ASSIGNMENT
Answer these questions using the passage below about Amer's garden projects. Mark your answers (a), (b), and (c) to match.
(a) Beyond viewing the work or walking through a space, what does Amer invite the audience to do through her public garden projects?
(b) In what year and at what museum was the Women's Qualities garden first installed?
(c) What kind of flower was used for the floral inscriptions?

PASSAGE PROVIDED
Amer takes traditional notions of gender and cultural identity, abstraction, and religious fundamentalism and turns them on their heads. Through her public garden projects, she invites the audience to not merely view her work or walk through a space, but to inhabit it. These liminal spaces are simultaneously art that is functional as well as art for art’s sake.
First installed in 2000 in Korea’s Metropolitan Museum, Amer began her Women’s Qualities garden by asking men and women from the museum’s staff and visiting artists what traits they attributed to women. Taking the eight most common responses, Virtuous, Chaste, Submissive, Fair Skin, Large Breasts, Rich, Diligent, Sensual, Amer turned them into floral inscriptions on seven flower beds using a native flower that blooms only once a year for two months.

GIVEN INFORMATION

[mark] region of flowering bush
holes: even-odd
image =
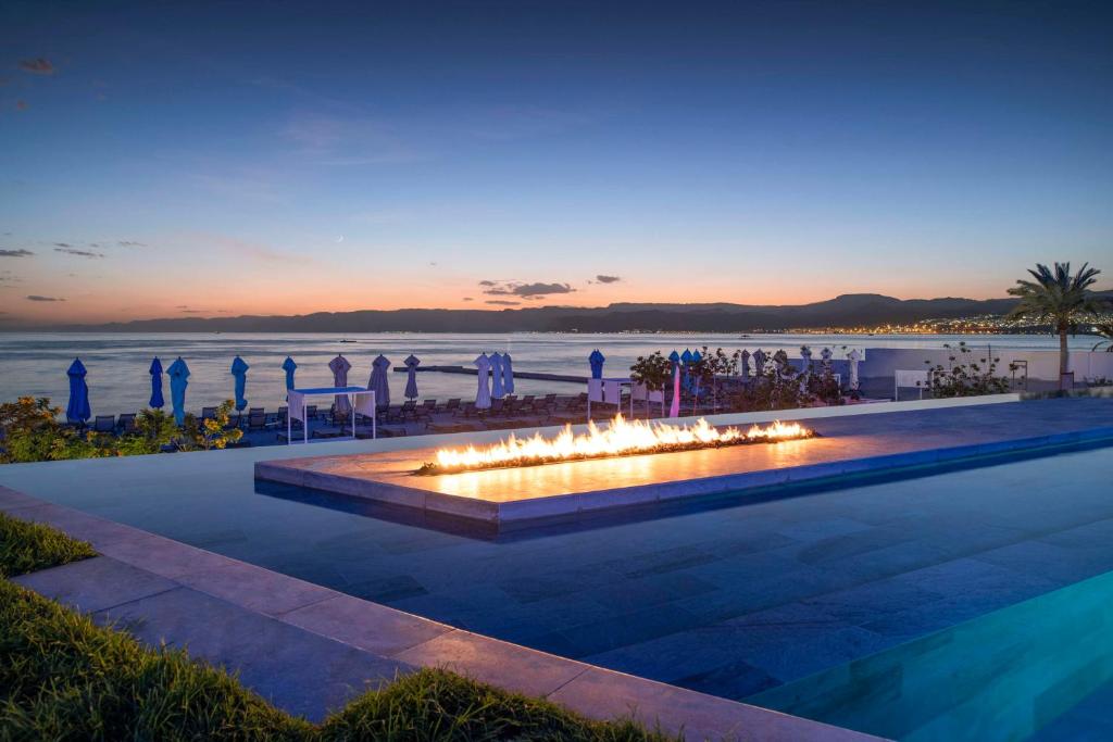
[[[996,375],[1001,358],[974,360],[974,349],[965,342],[959,342],[955,348],[949,344],[943,347],[954,352],[946,367],[943,364],[932,366],[930,360],[924,362],[928,365],[928,388],[933,397],[974,397],[1008,392],[1008,378]]]

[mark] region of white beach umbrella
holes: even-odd
[[[410,356],[406,357],[406,359],[403,360],[402,363],[404,363],[406,365],[406,370],[408,372],[406,374],[406,390],[403,392],[402,394],[403,394],[403,396],[405,396],[406,399],[416,399],[417,398],[417,366],[421,364],[421,360],[416,356],[414,356],[413,354],[410,354]]]
[[[502,388],[502,354],[491,354],[491,398],[502,399],[506,393]]]
[[[475,359],[475,368],[479,369],[480,383],[475,390],[475,407],[487,409],[491,407],[491,359],[485,353],[481,353]]]
[[[375,393],[376,407],[387,407],[391,404],[391,380],[386,373],[390,367],[391,362],[384,355],[380,355],[371,363],[371,378],[367,379],[367,388]]]
[[[352,364],[348,363],[347,358],[344,356],[336,356],[328,362],[328,369],[333,372],[333,386],[345,387],[347,386],[347,373],[352,370]],[[336,410],[343,414],[347,414],[352,405],[347,400],[346,394],[336,395]]]
[[[509,353],[502,354],[502,390],[514,394],[514,366]]]
[[[669,404],[669,417],[680,417],[680,364],[672,365],[672,402]]]

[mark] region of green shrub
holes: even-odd
[[[0,514],[0,573],[95,556],[45,525]],[[597,722],[442,670],[370,691],[323,725],[275,709],[184,650],[131,636],[0,578],[3,740],[664,740],[630,721]]]
[[[664,740],[441,670],[359,696],[314,725],[183,650],[127,634],[0,580],[0,730],[13,740]]]
[[[631,721],[590,721],[548,701],[429,669],[362,695],[331,716],[323,732],[328,742],[670,739]]]
[[[65,533],[0,513],[0,577],[96,556],[92,546]]]
[[[305,740],[274,709],[180,650],[0,581],[0,730],[14,740]]]

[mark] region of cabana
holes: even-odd
[[[303,443],[309,443],[309,422],[306,419],[305,398],[312,396],[346,398],[348,409],[352,410],[352,438],[355,438],[356,413],[371,418],[371,437],[378,437],[375,422],[375,392],[372,389],[365,389],[362,386],[322,386],[312,389],[287,389],[286,395],[289,406],[286,414],[286,445],[294,443],[293,428],[295,419],[302,421],[302,429],[305,433]]]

SOLUTION FOR THIS PROBLEM
(a) To inhabit it.
(b) In 2000, at Korea's Metropolitan Museum.
(c) A native flower that blooms only once a year for two months.